• **Given instruction**: Every line below must be reproduced exactly. Copy them all.

(Entries from a pointing dataset)

· · · ·

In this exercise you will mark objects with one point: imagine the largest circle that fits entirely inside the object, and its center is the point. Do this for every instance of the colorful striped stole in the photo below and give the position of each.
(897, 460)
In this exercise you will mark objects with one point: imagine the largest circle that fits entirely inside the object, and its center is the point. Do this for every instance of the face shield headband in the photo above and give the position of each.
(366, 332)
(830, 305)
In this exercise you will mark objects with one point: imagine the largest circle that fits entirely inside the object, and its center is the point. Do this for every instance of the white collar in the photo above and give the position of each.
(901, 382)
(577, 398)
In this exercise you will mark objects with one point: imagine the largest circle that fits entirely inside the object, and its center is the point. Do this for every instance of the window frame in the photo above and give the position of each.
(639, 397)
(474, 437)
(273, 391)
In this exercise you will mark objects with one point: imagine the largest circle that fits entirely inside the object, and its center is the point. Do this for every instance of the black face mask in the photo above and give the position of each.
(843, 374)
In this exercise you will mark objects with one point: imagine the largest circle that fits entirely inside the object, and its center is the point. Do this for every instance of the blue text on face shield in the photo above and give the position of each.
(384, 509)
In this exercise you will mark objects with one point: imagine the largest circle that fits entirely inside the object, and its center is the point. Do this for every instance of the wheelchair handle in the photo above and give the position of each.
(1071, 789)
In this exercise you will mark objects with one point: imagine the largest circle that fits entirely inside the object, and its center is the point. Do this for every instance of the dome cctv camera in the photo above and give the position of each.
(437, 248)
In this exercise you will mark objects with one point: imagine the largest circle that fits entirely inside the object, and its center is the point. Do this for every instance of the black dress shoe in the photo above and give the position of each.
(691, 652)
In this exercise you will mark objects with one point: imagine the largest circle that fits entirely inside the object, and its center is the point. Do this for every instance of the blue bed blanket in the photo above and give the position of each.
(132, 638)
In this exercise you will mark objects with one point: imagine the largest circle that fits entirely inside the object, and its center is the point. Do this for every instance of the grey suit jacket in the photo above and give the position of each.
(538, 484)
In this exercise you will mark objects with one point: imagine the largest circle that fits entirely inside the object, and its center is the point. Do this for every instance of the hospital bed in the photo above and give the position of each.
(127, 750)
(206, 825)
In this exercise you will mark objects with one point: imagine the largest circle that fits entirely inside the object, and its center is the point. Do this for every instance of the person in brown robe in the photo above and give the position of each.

· · · ·

• **Solution to this problem**:
In this exercise you will mark objects with one point: imagine the largest circle that fits entirely inside the object, and its center is the point. Do this for every instance of the colorful striped stole in the photo below and give the position of each.
(897, 460)
In this exercise you will mark objects with one point: imagine the largest circle that fits entirely inside the object, and its center is the point. Do this for every instance of the face shield headband in the photo above and give the position of each.
(366, 332)
(830, 305)
In this exercise you will mark objects with one point: imagine the largest circle that fits entirely inside the object, and its center is the point. Do this for every instance of the white collar in the photo above and give the position of each.
(901, 382)
(577, 398)
In this exercise you will mark objects with one point: imagine the largest circle that fits entirely inside the object, and its center is the point. Do this for every instance of the window frame in the photo above and give the position of each.
(639, 397)
(474, 437)
(273, 391)
In this exercise you will mark objects with one point: imagine the largest circle that fits entirely inside the object, and its center is the point. Do this for every instance of the black face mask in the photo above and give the position of each.
(843, 374)
In this exercise you will mark objects with one point: imagine the largest circle that fits entirely inside the object, and its center is the point. Do this for every instance of the blue text on face shield in the photo above and give the position of each.
(384, 509)
In this exercise you will mark objects with one point: imagine the largest circle that fits entirely inside the object, and its center is the point. Do this for every instance of the wheelchair handle in the photo above and give the position of each.
(1071, 789)
In this exercise you will mark objects with one point: imagine the largest circle that fits entirely inside the object, and its center is the point. Do this for every instance of the dome cctv camera in the photo above and give the position of each.
(437, 248)
In this exercise you will mark objects with one point: imagine the largest circle that fits entirely inside the object, and its center is the point. Do this for every instance of the black dress shoe in the photo above and give the position of each.
(691, 652)
In this exercise you will mark objects with one point: imagine the largest circle that fits entirely inside the object, and its center is the point. Do this for every instance of the blue bed blanket in the photo above and give the position of each.
(132, 638)
In this exercise you will mark objects with one point: imagine the largest circle that fits entirely inside the object, and its center is the point. Do this for every instance of the grey suit jacket in the photo above and give the position of each.
(538, 484)
In this exercise you will mark objects with one point: imagine the largest circle that fits entirely inside the object, and its center is the point. Do this for every instance of the hospital bed in the photo above and give the position of each.
(127, 750)
(206, 825)
In this exercise you will mark objects with one point: imagine the largest circle that fits entirely inside the object, and its center is the point. Do this for every instance of the person in brown robe in the photo above and give the position of each.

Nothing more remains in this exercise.